## TO DO
Copy every item below without alteration, keeping each line in its original order.

Point annotation items:
◆ ◆ ◆ ◆ ◆
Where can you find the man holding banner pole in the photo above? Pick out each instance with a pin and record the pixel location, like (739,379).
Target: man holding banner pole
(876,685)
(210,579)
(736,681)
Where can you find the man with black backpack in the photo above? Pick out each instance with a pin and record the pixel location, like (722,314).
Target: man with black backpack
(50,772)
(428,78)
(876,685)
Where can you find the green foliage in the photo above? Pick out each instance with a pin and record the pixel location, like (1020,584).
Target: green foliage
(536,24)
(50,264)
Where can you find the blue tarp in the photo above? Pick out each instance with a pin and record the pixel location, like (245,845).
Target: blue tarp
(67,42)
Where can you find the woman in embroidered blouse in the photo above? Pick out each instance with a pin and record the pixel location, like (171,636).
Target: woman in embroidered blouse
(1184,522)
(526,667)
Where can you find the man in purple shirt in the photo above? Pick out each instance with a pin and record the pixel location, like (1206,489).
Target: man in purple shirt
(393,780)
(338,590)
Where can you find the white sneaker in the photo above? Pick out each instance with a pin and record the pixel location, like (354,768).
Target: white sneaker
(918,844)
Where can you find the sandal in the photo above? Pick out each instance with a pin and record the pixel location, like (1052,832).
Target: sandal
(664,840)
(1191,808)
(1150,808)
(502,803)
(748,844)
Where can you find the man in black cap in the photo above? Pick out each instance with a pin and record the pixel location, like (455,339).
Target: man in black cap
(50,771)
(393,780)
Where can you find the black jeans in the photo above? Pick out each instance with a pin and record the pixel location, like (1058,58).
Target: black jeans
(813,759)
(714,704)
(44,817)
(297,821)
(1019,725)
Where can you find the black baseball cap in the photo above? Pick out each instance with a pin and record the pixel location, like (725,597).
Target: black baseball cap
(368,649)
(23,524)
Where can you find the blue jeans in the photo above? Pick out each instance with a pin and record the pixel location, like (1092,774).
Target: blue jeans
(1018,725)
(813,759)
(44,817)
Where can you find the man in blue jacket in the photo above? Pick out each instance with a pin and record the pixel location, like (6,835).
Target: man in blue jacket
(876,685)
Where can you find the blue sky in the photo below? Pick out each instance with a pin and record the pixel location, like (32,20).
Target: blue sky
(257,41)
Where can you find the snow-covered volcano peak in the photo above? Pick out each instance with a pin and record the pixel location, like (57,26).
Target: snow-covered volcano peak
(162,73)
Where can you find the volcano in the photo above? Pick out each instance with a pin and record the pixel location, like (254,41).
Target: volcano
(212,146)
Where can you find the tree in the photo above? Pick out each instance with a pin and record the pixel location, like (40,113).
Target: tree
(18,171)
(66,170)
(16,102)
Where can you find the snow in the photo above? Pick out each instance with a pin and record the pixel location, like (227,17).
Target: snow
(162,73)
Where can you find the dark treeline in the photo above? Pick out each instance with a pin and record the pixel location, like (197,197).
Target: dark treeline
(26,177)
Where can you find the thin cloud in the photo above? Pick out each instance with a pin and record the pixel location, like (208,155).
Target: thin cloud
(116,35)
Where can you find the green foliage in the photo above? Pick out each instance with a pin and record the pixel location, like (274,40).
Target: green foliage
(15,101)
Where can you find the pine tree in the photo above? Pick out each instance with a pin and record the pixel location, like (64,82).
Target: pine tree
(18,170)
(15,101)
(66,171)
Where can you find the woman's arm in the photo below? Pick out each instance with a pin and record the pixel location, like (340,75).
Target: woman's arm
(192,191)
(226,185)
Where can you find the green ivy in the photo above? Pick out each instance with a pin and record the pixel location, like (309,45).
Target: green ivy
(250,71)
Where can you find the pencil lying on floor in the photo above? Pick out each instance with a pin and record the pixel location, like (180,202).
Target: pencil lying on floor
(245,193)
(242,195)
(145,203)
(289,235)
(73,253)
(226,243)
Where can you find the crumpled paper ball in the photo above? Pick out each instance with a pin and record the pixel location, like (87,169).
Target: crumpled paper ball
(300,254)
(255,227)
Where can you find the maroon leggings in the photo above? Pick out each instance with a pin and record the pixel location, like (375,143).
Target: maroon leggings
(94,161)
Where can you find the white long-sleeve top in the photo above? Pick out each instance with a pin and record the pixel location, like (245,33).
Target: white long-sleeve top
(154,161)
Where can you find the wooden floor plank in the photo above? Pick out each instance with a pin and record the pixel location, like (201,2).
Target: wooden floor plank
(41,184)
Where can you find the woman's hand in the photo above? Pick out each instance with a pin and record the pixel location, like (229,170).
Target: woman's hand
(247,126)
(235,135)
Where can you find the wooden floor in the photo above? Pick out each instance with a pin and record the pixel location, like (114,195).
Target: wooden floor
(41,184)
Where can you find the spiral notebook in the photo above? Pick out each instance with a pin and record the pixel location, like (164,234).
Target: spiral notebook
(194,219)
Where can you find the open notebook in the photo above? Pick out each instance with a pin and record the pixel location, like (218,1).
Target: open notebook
◆ ◆ ◆ ◆ ◆
## WRITTEN RESPONSE
Where can you find the man holding banner pole in the photo above? Pick out each instance with a pin and record the pixel location, like (739,379).
Target: man holding banner pole
(876,685)
(210,579)
(736,681)
Where can you find the man with black backpack in the photo above? Pick out each instance with a pin and record the pixel location, like (722,314).
Target: man with black backpack
(50,772)
(428,78)
(876,685)
Where can you find the green foliage in the photo above? Pick out each instance with a pin and record the pixel location, like (1020,584).
Target: green foliage
(536,24)
(50,264)
Where can you find the blue tarp in the photo above? Pick out each instance with a pin and record the pixel location, like (245,845).
Target: blue tarp
(67,42)
Where can you find the woman in embroidered blouse in the photo above? Pick out each instance with a pin and record the pixel location, like (171,636).
Target: woman in embroidered blouse
(1184,522)
(526,667)
Where can you find the man in purple shirt in the photo above? Pick out each instance with a pin and record the pixel location, like (1206,489).
Target: man in purple shirt
(393,780)
(338,590)
Where can you find the white sneaker in the photo above? Pick out each instance with a pin and record the pixel location, like (354,768).
Target: white sneaker
(918,844)
Where can you find the sandal in the photo above? Pick out each instance with a pin and record the pixel location, like (1052,832).
Target: sandal
(664,840)
(1191,808)
(1150,808)
(502,803)
(748,844)
Where can you find the man in black cap in the photo above? Pick out each instance with a pin and record the pixel location, like (455,339).
Target: man in black cap
(50,771)
(393,780)
Where can you find the black jeans in the photo above? Pick out each instance with a pin and record the pixel location, like (1058,58).
Target: black jeans
(813,759)
(714,704)
(44,817)
(297,821)
(1019,725)
Where can you find the black baseball cap in the photo above? Pick out each instance with a pin and record the pixel location, like (725,597).
Target: black baseball cap
(368,649)
(23,524)
Where can you find the blue jeans in the photo above? Pick out each instance with a pin and record the pixel location, like (1092,774).
Target: blue jeans
(1018,725)
(813,759)
(44,817)
Where can you find the man in blue jacket in the photo above? Pick out each instance with a pin and record the pixel location, like (6,835).
Target: man in blue jacket
(876,685)
Where can you find the blue sky in the photo below? Pick out each instance with a pin and record the pixel location, like (32,20).
Target: blue sky
(257,41)
Where can you find the snow-covered volcano peak in the photo above? Pick out each instance with a pin and record the pixel location, like (57,26).
Target: snow-covered volcano peak
(162,73)
Where can you find the volcano in the photo above? Pick out each instance with a pin and record the pixel location, like (254,41).
Target: volcano
(212,146)
Where can you find the tree in the photo above? Pick out each instance with a pin and record the pixel location, like (40,113).
Target: tree
(18,171)
(66,170)
(16,102)
Where can you find the snow in the photo above? Pick out each instance with a pin and record the pixel location, like (227,17).
Target: snow
(162,73)
Where can you find the dark treeline in the photo above? Pick out each instance with a pin and record the pixel location, like (197,197).
Target: dark treeline
(26,177)
Where can you find the thin cloud in the photo above? Pick out each instance with a pin and record the pixel location, like (208,155).
Target: thin cloud
(116,35)
Where can you find the green foliage in the photo above? Pick out each instance with a pin and record the pixel location, like (274,40).
Target: green foliage
(15,101)
Where can you find the pine tree in the photo above? Pick out each instance with a pin and record the pixel location, like (64,82).
Target: pine tree
(18,170)
(15,101)
(66,171)
Where can you find the woman's arm in the photo below? Pick out each instance with a pin and record the pixel location, like (340,75).
Target: woman's arm
(192,191)
(226,185)
Where can you find the green ivy in the photo above? Pick out each instance with a pin and record the pixel location, like (309,45).
Target: green ivy
(250,71)
Where can you find the pencil lying on floor in the photo above? Pick out each instance with a pin and record the pixel location, like (180,202).
Target: pencil lying on floor
(245,193)
(242,195)
(145,203)
(289,235)
(73,253)
(226,243)
Where can you find the crumpled paper ball in the photo above? Pick out each instance with a pin and record the pixel location, like (87,169).
Target: crumpled paper ball
(300,254)
(255,227)
Where can you find the maroon leggings in the photo above? Pick out each instance with a pin and record the pixel location, like (375,143).
Target: maroon leggings
(94,161)
Where can you find the white long-sleeve top in the photo above? Pick out each instance with a pin and record the pixel location, like (245,33).
Target: white long-sleeve top
(154,161)
Where can you find the wooden floor plank in the photo above? Pick out each instance with a pin and record the pixel location, like (201,2).
Target: wooden floor plank
(41,184)
Where can you find the woman's hand in the photo above? Pick out each instance with a pin and record the pixel location, like (229,170).
Target: woman's hand
(247,126)
(235,135)
Where can you find the wooden floor in the photo above? Pick out each instance with a pin and record the pixel location, like (114,195).
Target: wooden floor
(41,184)
Where can you find the spiral notebook in the photo above? Pick out each instance with a pin and record the pixel location, like (164,234).
Target: spiral notebook
(194,219)
Where can you find the open notebook in the photo above? Pick out each instance with a pin and record the pixel location, like (218,1).
Target: open notebook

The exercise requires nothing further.